### TASK
In the records below, find the line holding "# segment the fish tail" and the line holding "Segment every instance of the fish tail.". Set down both, with every line between them, exactly.

### DATA FOR REVIEW
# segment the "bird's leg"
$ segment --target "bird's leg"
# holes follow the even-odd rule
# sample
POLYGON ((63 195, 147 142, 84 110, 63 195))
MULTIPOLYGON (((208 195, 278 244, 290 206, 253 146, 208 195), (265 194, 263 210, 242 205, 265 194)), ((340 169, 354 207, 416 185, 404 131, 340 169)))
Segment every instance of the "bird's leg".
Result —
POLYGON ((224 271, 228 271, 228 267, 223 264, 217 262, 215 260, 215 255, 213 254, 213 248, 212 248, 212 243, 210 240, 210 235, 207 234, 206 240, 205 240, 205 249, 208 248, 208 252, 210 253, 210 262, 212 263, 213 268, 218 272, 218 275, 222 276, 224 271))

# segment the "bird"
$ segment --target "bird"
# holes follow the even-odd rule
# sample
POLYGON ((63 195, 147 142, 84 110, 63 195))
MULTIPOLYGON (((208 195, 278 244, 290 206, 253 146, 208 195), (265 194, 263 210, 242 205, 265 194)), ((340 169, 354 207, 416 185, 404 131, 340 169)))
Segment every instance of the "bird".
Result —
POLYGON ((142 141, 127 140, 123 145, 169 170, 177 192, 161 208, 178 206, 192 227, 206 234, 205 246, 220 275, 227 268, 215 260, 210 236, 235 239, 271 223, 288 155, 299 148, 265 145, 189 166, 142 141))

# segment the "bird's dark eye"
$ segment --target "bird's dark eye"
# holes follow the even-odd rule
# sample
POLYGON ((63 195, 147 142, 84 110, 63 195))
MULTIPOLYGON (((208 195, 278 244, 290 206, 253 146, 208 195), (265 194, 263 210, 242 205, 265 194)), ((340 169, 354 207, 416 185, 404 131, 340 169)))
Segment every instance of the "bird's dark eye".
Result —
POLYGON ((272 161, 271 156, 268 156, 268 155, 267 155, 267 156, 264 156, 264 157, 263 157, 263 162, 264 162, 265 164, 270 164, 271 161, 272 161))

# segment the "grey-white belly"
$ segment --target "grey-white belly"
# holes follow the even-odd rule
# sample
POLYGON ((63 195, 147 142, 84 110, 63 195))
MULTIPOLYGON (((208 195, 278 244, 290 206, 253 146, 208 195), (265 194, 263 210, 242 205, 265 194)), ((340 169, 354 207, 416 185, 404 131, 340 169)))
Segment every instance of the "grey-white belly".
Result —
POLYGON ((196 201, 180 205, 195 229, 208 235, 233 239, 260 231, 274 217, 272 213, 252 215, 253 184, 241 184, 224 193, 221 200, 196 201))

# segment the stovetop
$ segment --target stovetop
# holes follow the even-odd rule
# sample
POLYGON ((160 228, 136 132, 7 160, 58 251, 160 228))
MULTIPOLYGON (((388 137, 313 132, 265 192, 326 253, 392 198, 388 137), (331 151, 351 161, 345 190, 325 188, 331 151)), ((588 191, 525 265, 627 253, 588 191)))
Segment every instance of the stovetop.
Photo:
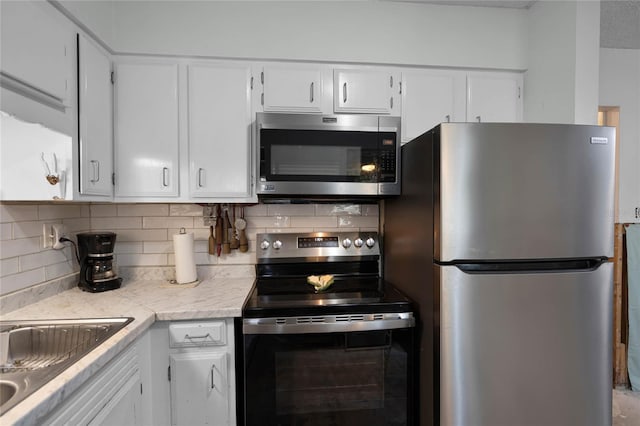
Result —
POLYGON ((258 242, 257 278, 245 318, 411 310, 409 300, 379 276, 376 233, 258 234, 258 242), (316 291, 307 277, 324 274, 334 282, 316 291))

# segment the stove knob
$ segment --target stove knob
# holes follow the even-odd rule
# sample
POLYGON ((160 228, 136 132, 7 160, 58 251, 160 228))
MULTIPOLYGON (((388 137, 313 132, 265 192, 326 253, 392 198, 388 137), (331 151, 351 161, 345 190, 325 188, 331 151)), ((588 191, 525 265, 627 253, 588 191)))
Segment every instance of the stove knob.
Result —
POLYGON ((344 247, 344 248, 351 247, 351 240, 348 239, 348 238, 345 238, 344 240, 342 240, 342 247, 344 247))
POLYGON ((367 238, 367 241, 365 243, 367 245, 367 247, 371 248, 376 244, 376 240, 374 240, 373 238, 369 237, 367 238))
POLYGON ((274 248, 274 249, 276 249, 276 250, 280 250, 280 247, 282 247, 282 241, 280 241, 280 240, 275 240, 275 241, 273 242, 273 248, 274 248))
POLYGON ((267 241, 267 240, 262 240, 262 242, 260 243, 260 248, 261 248, 262 250, 266 250, 266 249, 268 249, 268 248, 269 248, 269 246, 270 246, 270 245, 271 245, 271 244, 269 244, 269 241, 267 241))
POLYGON ((364 244, 364 241, 362 241, 362 238, 356 238, 356 240, 353 242, 353 245, 358 248, 362 247, 363 244, 364 244))

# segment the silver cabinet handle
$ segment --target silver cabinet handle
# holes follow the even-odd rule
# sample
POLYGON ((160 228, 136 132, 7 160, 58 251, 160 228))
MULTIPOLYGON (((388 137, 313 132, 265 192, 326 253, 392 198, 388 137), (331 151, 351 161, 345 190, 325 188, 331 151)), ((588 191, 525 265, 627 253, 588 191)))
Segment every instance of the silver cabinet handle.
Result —
POLYGON ((309 102, 313 103, 313 81, 311 82, 310 92, 309 102))
POLYGON ((393 96, 389 98, 389 106, 393 109, 393 96))
MULTIPOLYGON (((202 170, 202 169, 201 169, 202 170)), ((189 336, 188 334, 184 335, 185 339, 189 339, 189 340, 193 340, 193 339, 206 339, 207 337, 211 336, 211 334, 207 333, 204 335, 200 335, 200 336, 189 336)))
POLYGON ((93 179, 90 182, 96 183, 100 181, 100 161, 91 160, 91 168, 93 169, 93 179))
POLYGON ((215 372, 215 369, 216 369, 216 365, 215 365, 215 364, 213 364, 213 365, 211 366, 211 389, 215 389, 215 388, 216 388, 216 384, 215 384, 215 383, 214 383, 214 381, 213 381, 213 374, 214 374, 214 372, 215 372))
POLYGON ((480 123, 480 116, 476 115, 476 120, 478 120, 478 123, 480 123))
POLYGON ((389 76, 389 87, 393 87, 393 76, 389 76))
POLYGON ((444 118, 447 119, 447 123, 451 123, 451 116, 449 114, 445 115, 444 118))
POLYGON ((169 186, 169 169, 167 167, 162 168, 162 186, 169 186))
POLYGON ((202 167, 200 167, 198 169, 198 187, 202 188, 204 186, 204 178, 205 178, 205 174, 204 174, 204 169, 202 167))
POLYGON ((347 83, 342 85, 342 103, 347 103, 347 83))

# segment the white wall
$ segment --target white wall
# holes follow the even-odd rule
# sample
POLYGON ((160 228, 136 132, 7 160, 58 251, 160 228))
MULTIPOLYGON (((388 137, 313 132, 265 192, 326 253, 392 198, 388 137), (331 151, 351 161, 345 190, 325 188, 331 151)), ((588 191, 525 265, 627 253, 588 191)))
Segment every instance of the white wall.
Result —
POLYGON ((114 2, 105 0, 57 1, 77 20, 82 22, 107 46, 113 44, 114 2))
POLYGON ((524 118, 596 124, 600 4, 539 1, 529 9, 524 118))
MULTIPOLYGON (((63 2, 66 4, 66 2, 63 2)), ((380 1, 120 1, 117 52, 525 67, 526 10, 380 1)))
POLYGON ((600 49, 600 105, 620 107, 617 222, 640 222, 640 50, 600 49))

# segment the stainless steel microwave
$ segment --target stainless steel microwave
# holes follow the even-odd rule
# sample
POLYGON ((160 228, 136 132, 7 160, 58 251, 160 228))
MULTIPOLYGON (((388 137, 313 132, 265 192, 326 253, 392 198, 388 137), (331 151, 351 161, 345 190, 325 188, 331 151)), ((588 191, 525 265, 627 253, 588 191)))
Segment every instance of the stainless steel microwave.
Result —
POLYGON ((257 193, 400 193, 400 117, 258 113, 257 193))

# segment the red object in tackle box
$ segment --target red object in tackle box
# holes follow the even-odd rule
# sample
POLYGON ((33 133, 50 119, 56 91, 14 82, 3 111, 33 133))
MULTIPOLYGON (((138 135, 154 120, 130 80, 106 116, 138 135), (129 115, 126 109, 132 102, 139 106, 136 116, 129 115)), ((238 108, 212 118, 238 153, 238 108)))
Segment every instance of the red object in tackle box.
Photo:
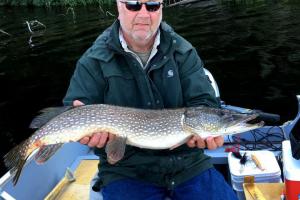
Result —
POLYGON ((300 197, 300 160, 293 158, 289 140, 283 141, 282 153, 287 200, 298 200, 300 197))

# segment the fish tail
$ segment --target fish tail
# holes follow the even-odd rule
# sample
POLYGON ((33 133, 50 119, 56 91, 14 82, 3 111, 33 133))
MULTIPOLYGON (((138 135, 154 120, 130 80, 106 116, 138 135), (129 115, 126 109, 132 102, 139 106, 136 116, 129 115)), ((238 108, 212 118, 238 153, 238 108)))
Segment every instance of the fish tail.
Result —
POLYGON ((14 147, 4 156, 5 166, 10 170, 13 176, 14 186, 17 184, 19 177, 21 175, 22 169, 33 150, 29 150, 30 142, 25 140, 21 144, 14 147))
POLYGON ((20 160, 20 162, 19 162, 19 164, 18 164, 18 166, 17 166, 17 169, 16 169, 16 171, 15 171, 14 174, 13 174, 13 185, 14 185, 14 186, 18 183, 18 180, 19 180, 19 178, 20 178, 20 176, 21 176, 21 172, 22 172, 23 167, 24 167, 24 165, 25 165, 25 163, 26 163, 26 160, 27 160, 27 159, 25 159, 25 160, 20 160))

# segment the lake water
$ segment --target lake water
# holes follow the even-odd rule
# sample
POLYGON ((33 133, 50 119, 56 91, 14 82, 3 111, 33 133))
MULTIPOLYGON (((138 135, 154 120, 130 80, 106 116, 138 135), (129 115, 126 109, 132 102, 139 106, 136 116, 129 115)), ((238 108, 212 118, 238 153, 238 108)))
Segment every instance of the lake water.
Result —
MULTIPOLYGON (((0 8, 1 157, 32 133, 27 127, 38 110, 61 105, 76 60, 113 15, 114 5, 0 8)), ((293 119, 300 1, 199 1, 164 8, 164 20, 197 48, 227 104, 293 119)), ((3 174, 2 163, 0 169, 3 174)))

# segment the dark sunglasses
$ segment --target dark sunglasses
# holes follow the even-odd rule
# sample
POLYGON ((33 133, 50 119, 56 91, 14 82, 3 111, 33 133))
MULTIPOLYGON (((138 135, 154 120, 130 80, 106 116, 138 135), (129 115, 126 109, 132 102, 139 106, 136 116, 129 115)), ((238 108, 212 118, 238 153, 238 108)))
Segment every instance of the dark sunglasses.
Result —
POLYGON ((155 12, 160 8, 162 2, 148 1, 141 3, 139 1, 120 1, 126 5, 126 8, 130 11, 139 11, 142 9, 143 4, 145 4, 147 11, 155 12))

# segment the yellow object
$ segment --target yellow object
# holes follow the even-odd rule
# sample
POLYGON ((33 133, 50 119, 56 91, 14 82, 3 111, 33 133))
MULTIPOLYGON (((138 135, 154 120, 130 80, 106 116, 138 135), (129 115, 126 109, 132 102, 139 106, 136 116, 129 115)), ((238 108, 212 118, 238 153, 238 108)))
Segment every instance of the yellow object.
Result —
POLYGON ((263 168, 261 162, 258 160, 257 156, 255 156, 254 154, 252 154, 251 158, 252 158, 253 162, 255 163, 256 167, 258 167, 262 171, 265 170, 265 168, 263 168))
POLYGON ((267 200, 260 189, 254 183, 246 184, 245 189, 251 195, 253 200, 267 200))
POLYGON ((54 200, 59 195, 60 191, 70 182, 75 181, 73 172, 67 168, 65 176, 62 180, 55 186, 55 188, 46 196, 45 200, 54 200))
POLYGON ((243 187, 246 200, 276 200, 280 199, 284 183, 244 183, 243 187))
POLYGON ((88 200, 90 182, 98 170, 98 163, 99 160, 82 160, 74 172, 76 180, 69 182, 64 177, 44 200, 88 200))

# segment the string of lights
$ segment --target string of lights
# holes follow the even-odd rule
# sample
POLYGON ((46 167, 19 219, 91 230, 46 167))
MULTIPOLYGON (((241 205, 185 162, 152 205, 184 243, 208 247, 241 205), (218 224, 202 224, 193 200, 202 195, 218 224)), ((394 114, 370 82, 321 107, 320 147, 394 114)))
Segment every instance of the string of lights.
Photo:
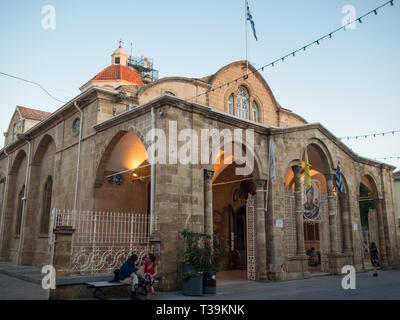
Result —
MULTIPOLYGON (((347 141, 347 140, 363 140, 363 139, 367 139, 367 138, 377 138, 377 137, 388 137, 388 136, 393 136, 395 134, 400 133, 400 130, 392 130, 392 131, 386 131, 386 132, 378 132, 378 133, 369 133, 369 134, 362 134, 359 136, 348 136, 348 137, 340 137, 337 138, 340 141, 347 141)), ((285 137, 285 139, 289 139, 289 140, 309 140, 310 138, 305 138, 305 137, 285 137)), ((333 141, 335 140, 334 138, 325 138, 325 137, 321 137, 318 138, 321 140, 330 140, 333 141)))
POLYGON ((4 76, 7 76, 7 77, 10 77, 10 78, 14 78, 14 79, 17 79, 17 80, 21 80, 21 81, 24 81, 24 82, 28 82, 28 83, 30 83, 30 84, 33 84, 33 85, 35 85, 35 86, 38 86, 40 89, 42 89, 50 98, 52 98, 52 99, 54 99, 54 100, 56 100, 56 101, 58 101, 58 102, 61 102, 61 103, 66 103, 66 101, 62 101, 62 100, 59 100, 59 99, 57 99, 56 97, 54 97, 49 91, 47 91, 40 83, 38 83, 38 82, 35 82, 35 81, 30 81, 30 80, 27 80, 27 79, 23 79, 23 78, 20 78, 20 77, 17 77, 17 76, 13 76, 12 74, 8 74, 8 73, 5 73, 5 72, 1 72, 0 71, 0 74, 2 74, 2 75, 4 75, 4 76))
POLYGON ((243 76, 240 76, 239 78, 236 78, 236 79, 234 79, 234 80, 232 80, 232 81, 229 81, 229 82, 226 82, 226 83, 224 83, 224 84, 221 84, 221 85, 219 85, 219 86, 217 86, 217 87, 210 88, 210 89, 208 89, 208 90, 206 90, 206 91, 204 91, 204 92, 202 92, 202 93, 199 93, 199 94, 195 95, 194 97, 192 97, 192 98, 190 98, 190 99, 188 99, 188 100, 193 100, 193 99, 196 99, 196 98, 198 98, 198 97, 201 97, 201 96, 203 96, 203 95, 205 95, 205 94, 208 94, 208 93, 210 93, 210 92, 214 92, 215 90, 222 89, 223 87, 229 86, 230 84, 232 84, 232 83, 234 83, 234 82, 236 83, 236 82, 238 82, 238 81, 241 80, 241 79, 247 80, 248 77, 249 77, 250 75, 253 75, 253 76, 254 76, 256 72, 264 71, 264 69, 267 68, 267 67, 274 67, 278 62, 284 62, 286 58, 295 57, 297 53, 302 52, 302 51, 306 51, 307 48, 309 48, 309 47, 311 47, 311 46, 313 46, 313 45, 320 45, 321 42, 322 42, 324 39, 332 39, 332 37, 333 37, 333 35, 334 35, 335 33, 339 32, 339 31, 341 31, 341 30, 344 30, 344 31, 345 31, 347 27, 349 27, 350 25, 353 25, 354 23, 357 23, 357 22, 358 22, 358 23, 362 23, 362 22, 363 22, 363 19, 364 19, 365 17, 367 17, 367 16, 369 16, 369 15, 371 15, 371 14, 377 15, 377 14, 378 14, 378 11, 379 11, 380 9, 382 9, 383 7, 388 6, 389 4, 390 4, 390 6, 393 6, 393 3, 394 3, 394 0, 390 0, 390 1, 388 1, 388 2, 386 2, 386 3, 384 3, 384 4, 382 4, 382 5, 380 5, 379 7, 376 7, 375 9, 372 9, 371 11, 365 13, 364 15, 362 15, 362 16, 360 16, 360 17, 358 17, 358 18, 356 18, 356 19, 354 19, 354 20, 348 22, 347 24, 341 26, 340 28, 337 28, 337 29, 335 29, 335 30, 333 30, 333 31, 331 31, 331 32, 329 32, 329 33, 327 33, 327 34, 325 34, 324 36, 318 38, 317 40, 312 41, 312 42, 310 42, 310 43, 308 43, 308 44, 306 44, 306 45, 300 47, 299 49, 294 50, 294 51, 292 51, 292 52, 290 52, 290 53, 288 53, 288 54, 286 54, 286 55, 280 57, 279 59, 276 59, 276 60, 274 60, 274 61, 272 61, 272 62, 270 62, 270 63, 268 63, 268 64, 263 65, 262 67, 256 69, 255 71, 252 71, 252 72, 250 72, 250 73, 247 73, 247 74, 245 74, 245 75, 243 75, 243 76))
POLYGON ((353 137, 341 137, 339 138, 339 140, 350 140, 350 139, 359 139, 359 138, 370 138, 370 137, 378 137, 378 136, 382 136, 384 137, 385 135, 395 135, 396 133, 399 133, 400 130, 393 130, 393 131, 387 131, 387 132, 380 132, 380 133, 371 133, 371 134, 364 134, 364 135, 360 135, 360 136, 353 136, 353 137))
POLYGON ((400 160, 400 157, 373 158, 374 160, 400 160))

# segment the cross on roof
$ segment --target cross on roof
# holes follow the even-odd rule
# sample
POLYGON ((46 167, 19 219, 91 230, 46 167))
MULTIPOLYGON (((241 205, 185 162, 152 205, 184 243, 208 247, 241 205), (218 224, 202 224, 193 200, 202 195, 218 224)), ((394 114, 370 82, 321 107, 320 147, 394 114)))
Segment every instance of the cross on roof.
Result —
POLYGON ((122 39, 119 39, 118 42, 119 42, 119 46, 120 46, 120 47, 121 47, 121 45, 124 43, 124 42, 122 41, 122 39))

### SOLUTION
# segment the fish tail
$ segment --target fish tail
# holes follow the even-odd rule
# sample
POLYGON ((33 133, 50 119, 56 91, 14 82, 3 111, 33 133))
MULTIPOLYGON (((138 135, 154 120, 130 80, 106 116, 138 135), (129 115, 126 109, 132 102, 139 106, 136 116, 129 115)), ((238 108, 212 118, 238 153, 238 108)))
Segment every instance of the fish tail.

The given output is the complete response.